**PROBLEM TO WORK ON:** Gather every line from the records that contains the word "green" and list them.

**Box-labeled dataset extracts:**
=-=-=-=-=
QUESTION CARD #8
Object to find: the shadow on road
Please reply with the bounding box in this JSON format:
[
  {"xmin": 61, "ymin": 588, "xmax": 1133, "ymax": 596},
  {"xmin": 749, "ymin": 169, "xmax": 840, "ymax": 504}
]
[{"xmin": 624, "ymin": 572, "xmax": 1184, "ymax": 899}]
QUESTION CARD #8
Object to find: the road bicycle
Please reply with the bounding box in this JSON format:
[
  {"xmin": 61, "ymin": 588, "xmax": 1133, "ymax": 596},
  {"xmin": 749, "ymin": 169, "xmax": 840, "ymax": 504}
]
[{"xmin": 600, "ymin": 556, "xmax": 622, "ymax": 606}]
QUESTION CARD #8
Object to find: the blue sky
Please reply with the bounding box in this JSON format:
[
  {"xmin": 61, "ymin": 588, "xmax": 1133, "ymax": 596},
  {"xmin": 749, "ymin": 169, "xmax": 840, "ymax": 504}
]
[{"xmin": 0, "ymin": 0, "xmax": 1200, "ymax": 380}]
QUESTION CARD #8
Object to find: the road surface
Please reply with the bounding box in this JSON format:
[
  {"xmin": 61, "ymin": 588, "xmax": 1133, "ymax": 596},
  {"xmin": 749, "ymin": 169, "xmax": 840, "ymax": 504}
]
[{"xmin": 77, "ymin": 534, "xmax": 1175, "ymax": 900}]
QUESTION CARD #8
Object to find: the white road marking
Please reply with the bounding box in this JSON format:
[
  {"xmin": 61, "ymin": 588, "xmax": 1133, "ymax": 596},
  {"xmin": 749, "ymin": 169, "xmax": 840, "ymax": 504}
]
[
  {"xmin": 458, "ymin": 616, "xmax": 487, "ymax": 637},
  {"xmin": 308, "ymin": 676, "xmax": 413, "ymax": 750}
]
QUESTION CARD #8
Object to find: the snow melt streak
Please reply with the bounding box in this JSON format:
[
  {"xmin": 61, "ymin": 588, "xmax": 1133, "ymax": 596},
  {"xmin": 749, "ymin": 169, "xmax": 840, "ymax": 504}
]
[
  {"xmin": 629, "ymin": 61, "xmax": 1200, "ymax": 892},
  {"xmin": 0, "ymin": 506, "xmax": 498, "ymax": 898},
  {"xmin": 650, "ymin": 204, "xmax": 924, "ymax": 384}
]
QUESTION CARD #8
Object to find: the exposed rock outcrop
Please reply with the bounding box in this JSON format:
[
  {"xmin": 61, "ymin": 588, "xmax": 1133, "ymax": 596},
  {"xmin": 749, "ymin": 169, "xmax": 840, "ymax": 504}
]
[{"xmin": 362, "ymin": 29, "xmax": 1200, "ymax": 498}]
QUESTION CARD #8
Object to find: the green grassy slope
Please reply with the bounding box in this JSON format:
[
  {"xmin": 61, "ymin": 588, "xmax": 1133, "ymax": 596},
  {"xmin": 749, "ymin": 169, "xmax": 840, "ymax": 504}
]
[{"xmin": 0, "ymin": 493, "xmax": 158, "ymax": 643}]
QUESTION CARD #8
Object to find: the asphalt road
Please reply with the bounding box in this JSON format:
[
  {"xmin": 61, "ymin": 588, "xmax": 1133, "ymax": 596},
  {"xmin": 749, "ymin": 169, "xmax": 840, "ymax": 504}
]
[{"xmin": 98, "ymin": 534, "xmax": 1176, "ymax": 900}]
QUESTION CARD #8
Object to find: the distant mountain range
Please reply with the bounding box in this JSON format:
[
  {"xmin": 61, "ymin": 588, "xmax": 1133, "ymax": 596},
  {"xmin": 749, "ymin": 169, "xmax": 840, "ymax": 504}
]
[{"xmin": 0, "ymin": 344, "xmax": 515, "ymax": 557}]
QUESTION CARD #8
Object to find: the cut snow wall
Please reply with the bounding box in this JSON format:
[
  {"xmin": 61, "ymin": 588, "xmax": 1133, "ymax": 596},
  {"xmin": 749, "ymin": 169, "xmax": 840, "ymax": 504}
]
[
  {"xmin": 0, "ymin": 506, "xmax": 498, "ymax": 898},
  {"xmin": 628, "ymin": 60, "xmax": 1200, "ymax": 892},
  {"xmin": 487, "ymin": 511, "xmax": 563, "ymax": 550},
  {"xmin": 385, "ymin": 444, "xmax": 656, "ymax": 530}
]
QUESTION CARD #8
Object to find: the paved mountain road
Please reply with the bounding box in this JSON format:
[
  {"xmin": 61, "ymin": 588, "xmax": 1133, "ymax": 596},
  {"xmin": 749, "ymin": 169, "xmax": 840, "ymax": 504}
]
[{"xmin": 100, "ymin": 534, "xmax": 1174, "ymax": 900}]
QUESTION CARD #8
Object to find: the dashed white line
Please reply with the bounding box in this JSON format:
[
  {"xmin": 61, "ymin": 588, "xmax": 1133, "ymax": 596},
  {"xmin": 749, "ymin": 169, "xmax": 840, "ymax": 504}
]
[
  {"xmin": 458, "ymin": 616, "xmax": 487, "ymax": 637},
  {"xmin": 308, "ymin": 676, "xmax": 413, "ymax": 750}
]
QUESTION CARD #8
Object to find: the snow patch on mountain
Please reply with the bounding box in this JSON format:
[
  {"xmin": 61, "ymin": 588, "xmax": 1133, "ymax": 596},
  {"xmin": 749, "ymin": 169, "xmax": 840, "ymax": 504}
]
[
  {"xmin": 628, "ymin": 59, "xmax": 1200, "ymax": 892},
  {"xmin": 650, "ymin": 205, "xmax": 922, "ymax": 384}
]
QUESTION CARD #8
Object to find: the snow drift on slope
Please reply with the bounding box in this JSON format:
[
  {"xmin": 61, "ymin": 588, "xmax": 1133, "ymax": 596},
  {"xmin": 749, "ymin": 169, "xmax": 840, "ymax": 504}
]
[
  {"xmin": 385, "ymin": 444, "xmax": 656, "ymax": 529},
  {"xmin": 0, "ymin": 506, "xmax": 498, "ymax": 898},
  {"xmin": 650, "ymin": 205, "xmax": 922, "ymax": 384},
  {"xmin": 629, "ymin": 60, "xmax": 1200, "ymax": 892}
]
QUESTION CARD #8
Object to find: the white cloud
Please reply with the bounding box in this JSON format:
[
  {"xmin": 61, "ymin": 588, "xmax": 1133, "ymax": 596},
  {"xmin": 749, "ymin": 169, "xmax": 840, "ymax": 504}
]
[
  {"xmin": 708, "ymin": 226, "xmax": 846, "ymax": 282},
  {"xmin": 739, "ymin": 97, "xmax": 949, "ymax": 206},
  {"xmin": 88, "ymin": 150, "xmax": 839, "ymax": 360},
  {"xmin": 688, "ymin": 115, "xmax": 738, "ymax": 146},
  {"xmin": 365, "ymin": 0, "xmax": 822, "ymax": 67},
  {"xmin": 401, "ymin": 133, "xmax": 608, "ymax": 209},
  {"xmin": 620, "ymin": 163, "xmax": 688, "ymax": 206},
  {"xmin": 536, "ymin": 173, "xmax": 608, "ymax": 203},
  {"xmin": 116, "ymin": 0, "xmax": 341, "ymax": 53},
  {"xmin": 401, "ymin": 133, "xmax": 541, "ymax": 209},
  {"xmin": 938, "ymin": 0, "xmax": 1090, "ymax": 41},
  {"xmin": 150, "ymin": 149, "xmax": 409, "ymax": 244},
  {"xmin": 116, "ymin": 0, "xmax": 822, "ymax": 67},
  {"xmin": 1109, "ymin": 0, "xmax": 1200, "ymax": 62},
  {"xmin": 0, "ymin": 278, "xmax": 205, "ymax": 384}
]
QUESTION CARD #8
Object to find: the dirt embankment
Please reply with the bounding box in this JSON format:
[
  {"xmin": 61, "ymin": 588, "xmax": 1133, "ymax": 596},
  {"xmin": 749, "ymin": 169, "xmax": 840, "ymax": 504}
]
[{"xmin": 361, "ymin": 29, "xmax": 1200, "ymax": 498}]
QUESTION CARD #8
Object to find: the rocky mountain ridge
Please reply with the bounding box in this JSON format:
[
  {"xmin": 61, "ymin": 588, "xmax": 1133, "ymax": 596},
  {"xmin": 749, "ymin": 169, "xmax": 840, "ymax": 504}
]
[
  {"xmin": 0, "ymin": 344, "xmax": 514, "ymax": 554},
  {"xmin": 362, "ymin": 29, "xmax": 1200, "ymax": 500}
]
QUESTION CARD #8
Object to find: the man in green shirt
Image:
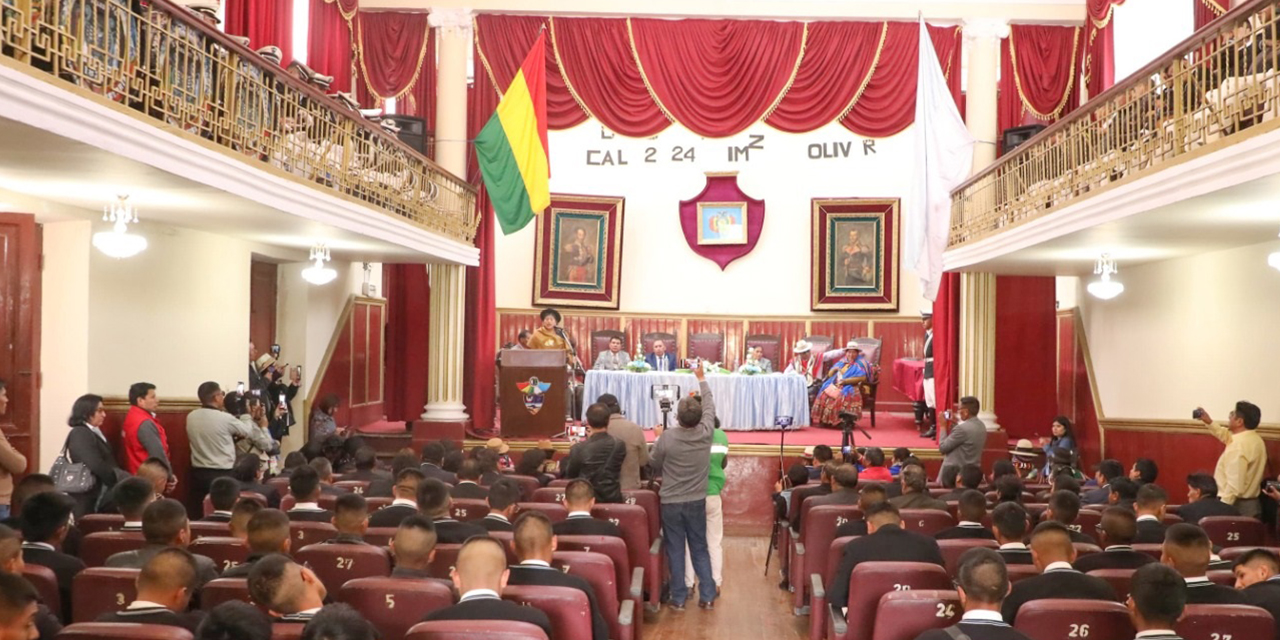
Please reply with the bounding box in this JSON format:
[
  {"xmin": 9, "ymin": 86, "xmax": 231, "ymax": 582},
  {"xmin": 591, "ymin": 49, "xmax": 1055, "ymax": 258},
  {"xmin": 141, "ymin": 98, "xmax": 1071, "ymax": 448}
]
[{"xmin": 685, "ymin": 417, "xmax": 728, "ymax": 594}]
=-=-=-=-=
**ANSWER TO THIS TASK:**
Object to find: the green grassy slope
Object to find: the man in green shirt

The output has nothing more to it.